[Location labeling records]
=======
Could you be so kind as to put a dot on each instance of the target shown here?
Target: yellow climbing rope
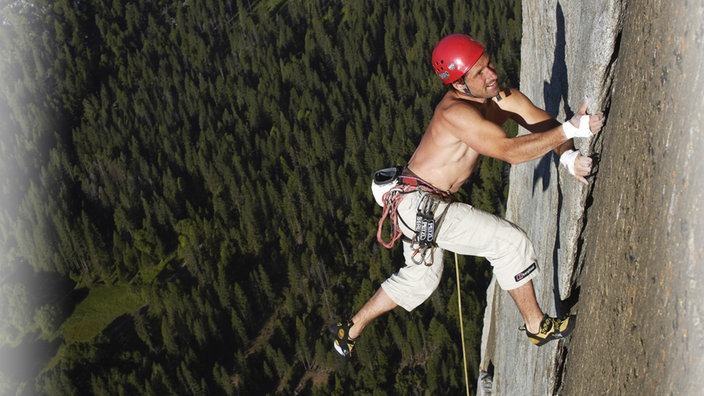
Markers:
(459, 303)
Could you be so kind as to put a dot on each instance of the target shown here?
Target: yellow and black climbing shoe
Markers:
(551, 329)
(343, 343)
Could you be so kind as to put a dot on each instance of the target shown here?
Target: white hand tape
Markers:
(568, 159)
(583, 130)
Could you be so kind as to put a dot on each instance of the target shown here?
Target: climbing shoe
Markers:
(551, 329)
(343, 344)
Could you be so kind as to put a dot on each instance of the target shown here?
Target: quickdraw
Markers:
(391, 200)
(426, 225)
(423, 242)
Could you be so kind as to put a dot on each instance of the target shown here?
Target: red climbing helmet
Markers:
(454, 55)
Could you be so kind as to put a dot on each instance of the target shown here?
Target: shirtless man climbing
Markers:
(465, 126)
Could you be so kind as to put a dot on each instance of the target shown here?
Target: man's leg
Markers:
(379, 304)
(524, 297)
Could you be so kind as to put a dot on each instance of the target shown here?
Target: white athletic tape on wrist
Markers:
(568, 159)
(583, 130)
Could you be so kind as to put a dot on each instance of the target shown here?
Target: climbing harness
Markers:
(426, 225)
(423, 242)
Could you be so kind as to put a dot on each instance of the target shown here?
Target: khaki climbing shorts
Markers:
(464, 230)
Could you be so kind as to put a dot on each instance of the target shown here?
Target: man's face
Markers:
(481, 79)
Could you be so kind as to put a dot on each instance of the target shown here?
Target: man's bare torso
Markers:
(442, 158)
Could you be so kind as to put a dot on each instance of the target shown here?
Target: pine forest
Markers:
(186, 202)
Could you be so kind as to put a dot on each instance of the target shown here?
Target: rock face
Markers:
(625, 253)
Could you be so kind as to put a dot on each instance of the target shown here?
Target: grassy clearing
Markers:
(102, 305)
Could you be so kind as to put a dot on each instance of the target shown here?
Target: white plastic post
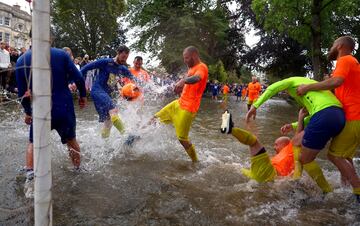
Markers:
(41, 90)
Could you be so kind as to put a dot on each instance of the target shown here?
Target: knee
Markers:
(185, 143)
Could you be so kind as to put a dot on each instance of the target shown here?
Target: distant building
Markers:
(15, 25)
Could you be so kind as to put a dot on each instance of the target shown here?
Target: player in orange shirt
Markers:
(181, 112)
(137, 70)
(254, 89)
(226, 91)
(346, 82)
(263, 168)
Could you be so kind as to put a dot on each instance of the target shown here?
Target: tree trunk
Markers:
(316, 38)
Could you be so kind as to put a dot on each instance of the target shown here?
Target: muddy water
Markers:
(154, 183)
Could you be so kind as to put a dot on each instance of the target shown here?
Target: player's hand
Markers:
(28, 119)
(82, 102)
(250, 113)
(285, 129)
(301, 90)
(179, 86)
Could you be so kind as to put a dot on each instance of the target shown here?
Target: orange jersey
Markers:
(226, 89)
(254, 90)
(283, 162)
(348, 93)
(191, 95)
(140, 74)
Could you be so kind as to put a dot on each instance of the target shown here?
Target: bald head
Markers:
(191, 56)
(280, 143)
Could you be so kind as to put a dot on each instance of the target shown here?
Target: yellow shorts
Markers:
(344, 145)
(180, 118)
(261, 168)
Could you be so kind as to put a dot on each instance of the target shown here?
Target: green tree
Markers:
(88, 26)
(167, 27)
(310, 22)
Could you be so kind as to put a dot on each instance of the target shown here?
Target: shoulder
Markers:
(347, 59)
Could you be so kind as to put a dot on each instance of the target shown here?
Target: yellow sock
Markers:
(245, 137)
(115, 119)
(192, 153)
(356, 191)
(297, 165)
(105, 132)
(315, 172)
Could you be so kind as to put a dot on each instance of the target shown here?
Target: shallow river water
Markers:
(154, 182)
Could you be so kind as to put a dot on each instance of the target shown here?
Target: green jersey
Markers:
(313, 101)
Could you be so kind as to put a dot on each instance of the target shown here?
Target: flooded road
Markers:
(155, 183)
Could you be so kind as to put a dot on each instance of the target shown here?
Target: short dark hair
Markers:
(123, 49)
(138, 58)
(192, 49)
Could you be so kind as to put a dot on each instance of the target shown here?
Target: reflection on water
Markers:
(155, 183)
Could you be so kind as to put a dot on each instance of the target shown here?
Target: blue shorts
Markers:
(323, 126)
(64, 125)
(103, 103)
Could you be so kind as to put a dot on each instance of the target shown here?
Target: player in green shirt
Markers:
(326, 119)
=======
Exercise details ::
Without including any pictures, please restate all the records exactly.

Expected answer ::
Could you be so kind as to put a dot on each instance of the target shown here?
Target: yellow climbing rope
Markers:
(459, 303)
Could you be so kind as to put a dot on each instance of the target shown here?
Target: yellow and black climbing shoe
Markers:
(551, 329)
(343, 343)
Could you be so kind as to put a dot on each instance of the target shown here?
Target: white hand tape
Markers:
(568, 159)
(583, 130)
Could you be so kind as to put a dot on each instance of the target shown here?
Target: climbing shoe
Markers:
(551, 329)
(343, 344)
Could you be so kind as to put a dot on each instance of the target shown here?
Target: quickdraw
Markers:
(391, 200)
(426, 225)
(423, 242)
Could you be so kind as to put a dot on each instance of the target shown here?
Target: red climbing helmet
Markers:
(454, 55)
Could you be so kind as to put a dot on each instance of the target shown here?
Target: shirtless man climbing
Markers:
(465, 126)
Could you be so kind as to put a dot on each instance of the target shown here?
Target: man's leg
Markers:
(379, 304)
(524, 297)
Could you be so kind as to put a dot on each instance of the target shown here?
Target: white athletic tape on wrist
Markers:
(568, 159)
(583, 130)
Could you be so kind as to put a dot on each instance of the target shown here?
Target: climbing harness
Markers:
(426, 225)
(423, 242)
Could you be so kind as to put a dot on each instance of the target shown here?
Target: khaki climbing shorts
Markers:
(464, 230)
Could you be so kind as to put a dot on each instance of the target shown here?
Target: man's face
Markers:
(481, 79)
Could you be so kind as to put a dot on each instance of the target shown here?
Target: man's bare torso
Markers:
(442, 158)
Could you be so kind as to put a dot on each instance of the target shown here?
Target: pine forest
Markers:
(186, 202)
Could you be so kind as to put a dot on each instance of the target shown here?
Target: rock face
Markers:
(625, 253)
Could you be so kind as to put a dot on each instance of the target shown here?
Target: grassy clearing
Markers:
(102, 305)
Could you be so kind as to put a dot on each instance of the target shown here?
Target: white plastic post
Markers:
(41, 90)
Could you be so kind as to put a dot on each instance of the target shown here?
Target: knee
Markers:
(185, 143)
Could you be so kind as to put a dot on each instance of the target shown here?
Target: distant building
Markers:
(15, 25)
Could you be so kind as to put a dot on each instance of the target shown here?
Target: player in orange shirt
Markers:
(181, 112)
(137, 70)
(254, 89)
(226, 91)
(346, 82)
(263, 168)
Could you be so kind as to put a dot on each instance of the target shown here?
Target: tree trunk
Markers:
(316, 38)
Could you be so kind as to put a dot on each instance of the target shown here?
Target: muddy water
Markers:
(154, 183)
Could you be so kind as to put a dot on each instance of the target shown here?
Target: player's hand
Markers:
(28, 119)
(82, 102)
(250, 113)
(285, 129)
(301, 90)
(179, 86)
Could you be so kind as to put a dot on each instance of the target shown here?
Target: orange jersey
Markers:
(226, 89)
(254, 90)
(283, 162)
(348, 93)
(191, 95)
(140, 74)
Could you be so kind as to put a dot on each instance of the target shown here?
Target: bald head
Markers:
(191, 56)
(280, 143)
Could you be so kind as to put a dot on each instance of the target shown here?
Target: yellow shorts
Markers:
(344, 145)
(180, 118)
(261, 168)
Could you be so kind as to put a dot on each instance of the target shown here?
Target: green tree
Markers:
(88, 26)
(167, 27)
(310, 22)
Could you be so kind as to put a dot on each instance of the target shown here?
Target: shoulder
Markers:
(347, 59)
Could you be so kind as to put a dot on each instance of the target shown here?
Target: yellow sock
Markers:
(245, 137)
(115, 119)
(192, 153)
(356, 191)
(297, 165)
(105, 132)
(315, 172)
Could you be so kind as to put a dot on each instance of the target shown here?
Target: shallow river water
Markers:
(154, 182)
Could you be so kind as to put a dot on each instance of the target shown here?
Target: green jersey
Markers:
(313, 101)
Could you be so kind as to put a dot on each instance of the target shown here?
Target: flooded road
Markers:
(155, 183)
Could you be so kind as to put a dot on each instance of the target shown here?
Target: short dark hair
Markers:
(123, 49)
(138, 58)
(192, 49)
Could you be so kind as to put a dot on each instance of the target shown here?
Target: reflection on water
Markers:
(155, 183)
Could you be so kind as to put a dot on each instance of the target shown here?
Target: blue shorts
Markers:
(323, 126)
(64, 125)
(103, 103)
Could you be so kind as to put a dot on each instance of the target shown here?
Target: player in green shirt
Markers:
(326, 119)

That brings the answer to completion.